Can you quote the lines from the start of the records through the line with "[739,280,797,341]", keeping both ends, and leave the pictures out of your answer?

------ Data extract ------

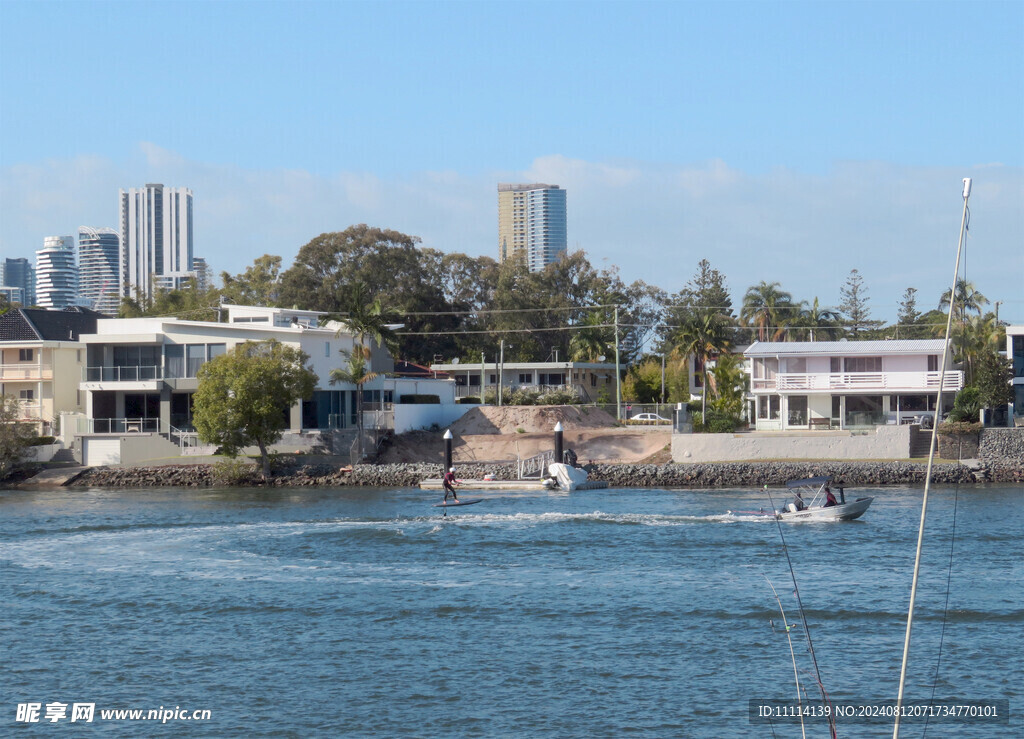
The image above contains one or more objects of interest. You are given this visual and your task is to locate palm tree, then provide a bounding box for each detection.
[939,279,988,323]
[331,342,380,462]
[794,297,841,341]
[338,282,398,359]
[675,313,732,418]
[739,280,797,341]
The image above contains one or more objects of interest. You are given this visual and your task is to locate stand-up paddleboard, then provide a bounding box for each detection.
[434,497,483,508]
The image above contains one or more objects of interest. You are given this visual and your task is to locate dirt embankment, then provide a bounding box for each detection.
[381,405,671,464]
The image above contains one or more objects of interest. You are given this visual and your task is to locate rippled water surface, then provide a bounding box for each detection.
[0,486,1024,737]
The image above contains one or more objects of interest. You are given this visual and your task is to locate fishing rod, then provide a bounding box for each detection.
[764,485,837,739]
[762,573,807,739]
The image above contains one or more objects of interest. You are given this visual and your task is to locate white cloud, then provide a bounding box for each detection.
[0,143,1024,322]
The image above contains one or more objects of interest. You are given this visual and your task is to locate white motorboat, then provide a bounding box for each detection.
[775,476,874,521]
[729,476,874,521]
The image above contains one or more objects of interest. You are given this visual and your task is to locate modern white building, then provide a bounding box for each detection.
[120,184,193,297]
[430,361,615,403]
[498,183,568,272]
[36,236,78,308]
[743,339,964,431]
[78,226,121,316]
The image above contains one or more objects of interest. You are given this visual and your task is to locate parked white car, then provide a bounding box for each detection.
[627,414,672,424]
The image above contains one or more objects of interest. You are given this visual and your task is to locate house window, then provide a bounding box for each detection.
[758,395,781,421]
[185,344,206,378]
[164,344,185,380]
[788,395,807,426]
[843,356,882,373]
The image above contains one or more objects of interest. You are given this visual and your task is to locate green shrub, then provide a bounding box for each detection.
[938,414,982,436]
[211,459,256,487]
[948,385,981,423]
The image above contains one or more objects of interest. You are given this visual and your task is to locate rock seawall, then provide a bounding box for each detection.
[70,459,1024,488]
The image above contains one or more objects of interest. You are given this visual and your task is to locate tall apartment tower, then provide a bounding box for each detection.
[0,257,36,308]
[498,183,568,272]
[121,184,193,297]
[36,236,78,308]
[78,226,121,315]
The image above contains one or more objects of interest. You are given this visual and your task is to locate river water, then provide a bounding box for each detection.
[0,485,1024,737]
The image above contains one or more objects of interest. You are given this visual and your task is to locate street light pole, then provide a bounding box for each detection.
[498,339,505,407]
[615,305,623,422]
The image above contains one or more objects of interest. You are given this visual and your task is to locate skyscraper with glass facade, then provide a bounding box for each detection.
[0,257,36,307]
[36,236,78,308]
[78,226,121,315]
[120,184,193,297]
[498,183,568,272]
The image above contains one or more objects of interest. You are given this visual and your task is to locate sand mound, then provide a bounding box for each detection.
[452,405,615,436]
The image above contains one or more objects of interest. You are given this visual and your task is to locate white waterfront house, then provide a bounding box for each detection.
[430,361,615,402]
[743,339,964,431]
[69,305,457,465]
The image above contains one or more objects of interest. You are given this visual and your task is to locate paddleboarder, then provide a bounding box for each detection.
[441,467,459,503]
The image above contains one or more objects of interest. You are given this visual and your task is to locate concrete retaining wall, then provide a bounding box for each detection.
[672,419,910,464]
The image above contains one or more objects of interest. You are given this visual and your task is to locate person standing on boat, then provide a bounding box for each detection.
[441,467,459,503]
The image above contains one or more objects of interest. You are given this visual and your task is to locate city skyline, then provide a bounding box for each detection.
[0,0,1024,322]
[498,183,568,272]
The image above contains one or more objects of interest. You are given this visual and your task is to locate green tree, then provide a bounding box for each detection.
[711,352,749,420]
[623,357,662,403]
[793,296,840,341]
[739,280,800,341]
[939,279,988,323]
[281,223,460,361]
[339,282,398,359]
[675,313,732,414]
[658,259,734,351]
[194,340,318,480]
[974,351,1014,408]
[839,269,883,339]
[220,254,281,306]
[331,342,380,462]
[0,395,36,480]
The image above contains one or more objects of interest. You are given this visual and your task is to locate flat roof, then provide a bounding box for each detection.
[743,339,946,356]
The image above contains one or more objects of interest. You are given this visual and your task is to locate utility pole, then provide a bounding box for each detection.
[498,339,505,407]
[662,351,665,405]
[615,305,623,422]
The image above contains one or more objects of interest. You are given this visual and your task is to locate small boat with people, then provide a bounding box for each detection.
[775,476,874,521]
[728,475,874,521]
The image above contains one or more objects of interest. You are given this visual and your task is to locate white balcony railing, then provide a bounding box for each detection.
[751,370,964,393]
[82,364,164,383]
[0,363,53,383]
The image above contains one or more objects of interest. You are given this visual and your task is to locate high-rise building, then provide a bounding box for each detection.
[78,226,121,315]
[498,184,568,272]
[121,184,193,297]
[36,236,78,308]
[0,257,36,308]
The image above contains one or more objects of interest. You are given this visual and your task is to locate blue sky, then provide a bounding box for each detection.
[0,0,1024,323]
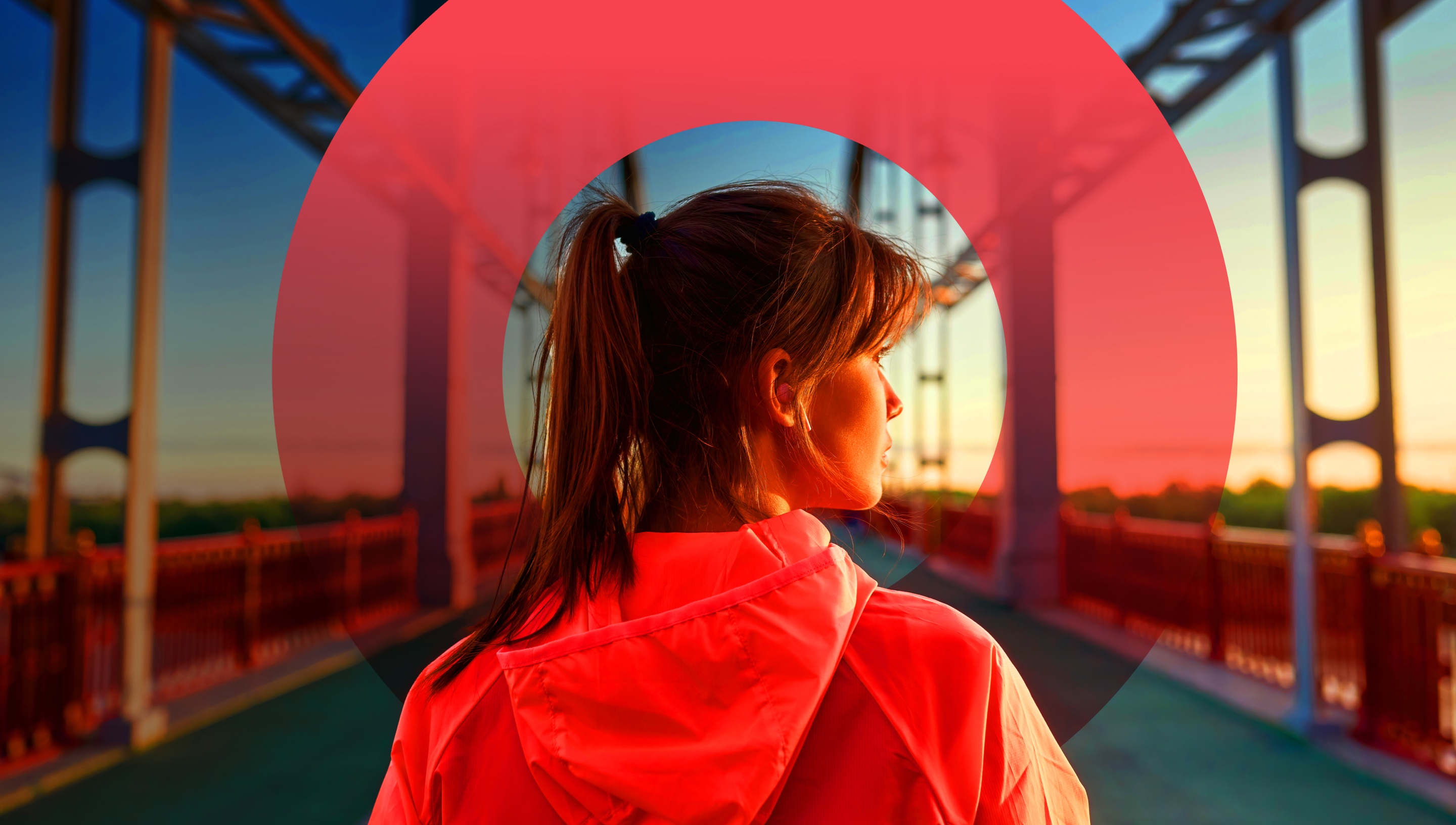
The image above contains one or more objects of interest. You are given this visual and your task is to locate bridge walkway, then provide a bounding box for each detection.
[0,547,1456,825]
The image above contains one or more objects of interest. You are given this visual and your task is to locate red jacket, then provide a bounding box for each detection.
[370,511,1087,825]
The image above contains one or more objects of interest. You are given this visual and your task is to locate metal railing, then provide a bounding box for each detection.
[867,500,1456,775]
[0,512,415,768]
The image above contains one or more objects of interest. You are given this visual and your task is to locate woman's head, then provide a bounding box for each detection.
[441,182,926,678]
[541,182,923,532]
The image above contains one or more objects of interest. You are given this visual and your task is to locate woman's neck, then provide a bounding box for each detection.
[638,493,794,532]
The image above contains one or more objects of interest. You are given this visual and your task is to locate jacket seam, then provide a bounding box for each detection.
[844,639,951,822]
[496,545,836,669]
[417,668,501,820]
[723,610,789,764]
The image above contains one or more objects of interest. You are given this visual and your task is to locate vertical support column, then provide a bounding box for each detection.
[25,0,81,559]
[445,225,475,608]
[402,191,475,607]
[1360,0,1409,552]
[1274,32,1315,730]
[994,180,1062,605]
[122,12,175,747]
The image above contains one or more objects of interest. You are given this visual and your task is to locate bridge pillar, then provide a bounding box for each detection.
[25,0,175,747]
[400,191,475,607]
[993,180,1062,607]
[1272,0,1408,730]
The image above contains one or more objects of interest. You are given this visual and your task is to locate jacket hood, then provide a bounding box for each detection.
[496,511,875,825]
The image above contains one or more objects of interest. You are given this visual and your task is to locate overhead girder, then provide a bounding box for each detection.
[29,0,359,154]
[1124,0,1424,125]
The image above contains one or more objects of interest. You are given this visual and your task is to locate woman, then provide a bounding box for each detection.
[371,182,1087,825]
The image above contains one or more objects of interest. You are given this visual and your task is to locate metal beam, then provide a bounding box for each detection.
[1124,0,1426,125]
[29,0,358,154]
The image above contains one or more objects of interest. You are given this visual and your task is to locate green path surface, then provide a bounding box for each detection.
[0,535,1456,825]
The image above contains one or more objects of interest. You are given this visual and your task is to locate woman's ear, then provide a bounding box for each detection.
[754,349,798,426]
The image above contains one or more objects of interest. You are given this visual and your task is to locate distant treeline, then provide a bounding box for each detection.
[1067,479,1456,544]
[0,480,1456,547]
[0,493,399,552]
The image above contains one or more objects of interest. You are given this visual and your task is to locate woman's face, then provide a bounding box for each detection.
[802,352,904,509]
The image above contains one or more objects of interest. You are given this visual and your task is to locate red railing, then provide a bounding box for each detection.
[470,499,540,586]
[869,502,1456,775]
[0,514,415,768]
[1357,553,1456,774]
[1062,511,1364,709]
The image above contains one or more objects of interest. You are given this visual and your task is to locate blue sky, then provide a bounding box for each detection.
[0,0,1456,496]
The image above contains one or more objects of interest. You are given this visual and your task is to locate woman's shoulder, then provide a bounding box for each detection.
[850,588,1000,671]
[394,639,501,761]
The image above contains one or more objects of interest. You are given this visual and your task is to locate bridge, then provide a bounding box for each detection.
[0,0,1456,820]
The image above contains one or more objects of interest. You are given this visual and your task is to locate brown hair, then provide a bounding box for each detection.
[431,180,926,690]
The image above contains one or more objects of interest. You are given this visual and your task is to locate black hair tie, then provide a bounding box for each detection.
[617,212,657,252]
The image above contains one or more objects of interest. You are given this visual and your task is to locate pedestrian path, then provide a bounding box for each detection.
[0,543,1456,825]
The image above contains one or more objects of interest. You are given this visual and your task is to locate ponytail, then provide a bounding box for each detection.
[431,189,651,690]
[430,180,929,690]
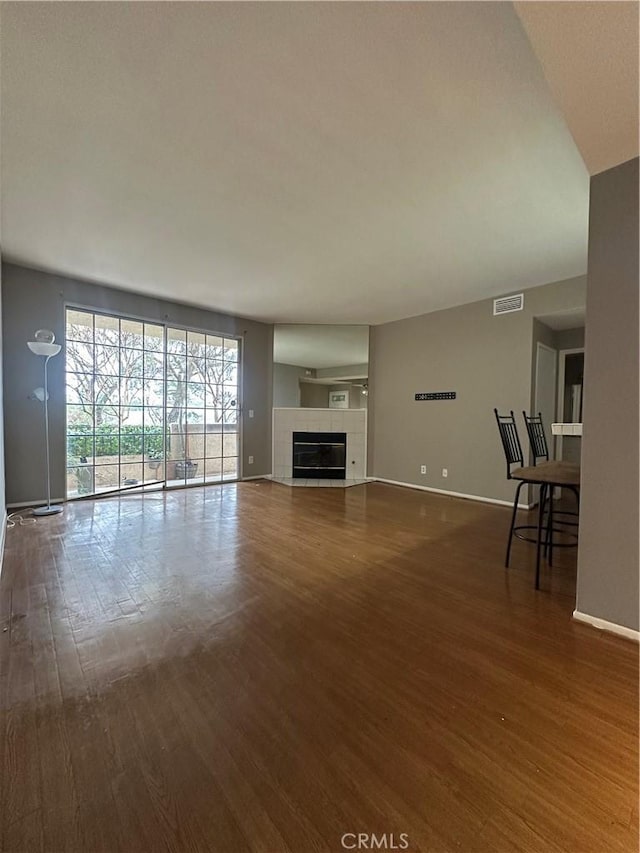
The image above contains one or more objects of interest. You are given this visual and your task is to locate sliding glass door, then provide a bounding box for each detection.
[66,308,239,498]
[166,327,239,485]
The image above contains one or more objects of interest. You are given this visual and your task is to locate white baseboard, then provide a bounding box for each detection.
[573,610,640,643]
[0,509,7,577]
[368,477,533,509]
[7,498,67,509]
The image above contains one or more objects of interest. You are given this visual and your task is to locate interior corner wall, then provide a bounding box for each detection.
[2,264,273,504]
[576,158,640,631]
[368,276,586,501]
[0,270,7,544]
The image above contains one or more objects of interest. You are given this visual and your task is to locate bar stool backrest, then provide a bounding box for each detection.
[493,409,524,480]
[522,412,549,465]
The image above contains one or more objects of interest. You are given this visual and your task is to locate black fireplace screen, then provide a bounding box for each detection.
[293,432,347,480]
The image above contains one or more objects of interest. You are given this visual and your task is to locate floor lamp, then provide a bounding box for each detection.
[27,329,62,515]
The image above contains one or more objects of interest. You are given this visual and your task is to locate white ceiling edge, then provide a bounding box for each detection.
[514,0,640,175]
[536,308,587,332]
[2,3,588,324]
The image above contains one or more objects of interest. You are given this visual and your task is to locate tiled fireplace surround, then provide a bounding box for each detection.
[272,409,367,481]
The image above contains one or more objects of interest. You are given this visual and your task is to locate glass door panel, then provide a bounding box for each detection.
[66,309,240,497]
[66,309,165,497]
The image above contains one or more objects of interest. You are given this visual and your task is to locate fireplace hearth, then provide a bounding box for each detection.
[292,432,347,480]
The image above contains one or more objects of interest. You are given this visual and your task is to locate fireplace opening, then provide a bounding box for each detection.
[293,432,347,480]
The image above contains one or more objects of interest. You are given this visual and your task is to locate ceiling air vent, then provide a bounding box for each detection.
[493,293,524,317]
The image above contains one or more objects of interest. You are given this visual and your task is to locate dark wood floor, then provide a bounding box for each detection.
[0,482,638,853]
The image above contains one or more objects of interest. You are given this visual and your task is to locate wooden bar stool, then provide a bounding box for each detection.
[493,409,580,589]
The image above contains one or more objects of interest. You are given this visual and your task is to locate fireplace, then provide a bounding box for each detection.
[293,432,347,480]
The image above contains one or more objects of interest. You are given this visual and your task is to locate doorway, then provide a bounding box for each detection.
[534,342,558,459]
[556,347,584,464]
[65,308,240,499]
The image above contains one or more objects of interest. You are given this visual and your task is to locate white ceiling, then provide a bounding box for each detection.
[537,308,587,332]
[515,0,640,175]
[2,2,588,323]
[273,324,369,369]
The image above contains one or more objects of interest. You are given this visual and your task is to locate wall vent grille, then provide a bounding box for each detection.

------

* Finished exercise:
The image above contains one or more objects of interest. You are given this visual and your task is to locate palm tree, then provide a bounding box for each detection.
[939,279,988,323]
[331,342,380,462]
[794,297,841,341]
[338,282,398,359]
[675,313,732,418]
[739,280,797,341]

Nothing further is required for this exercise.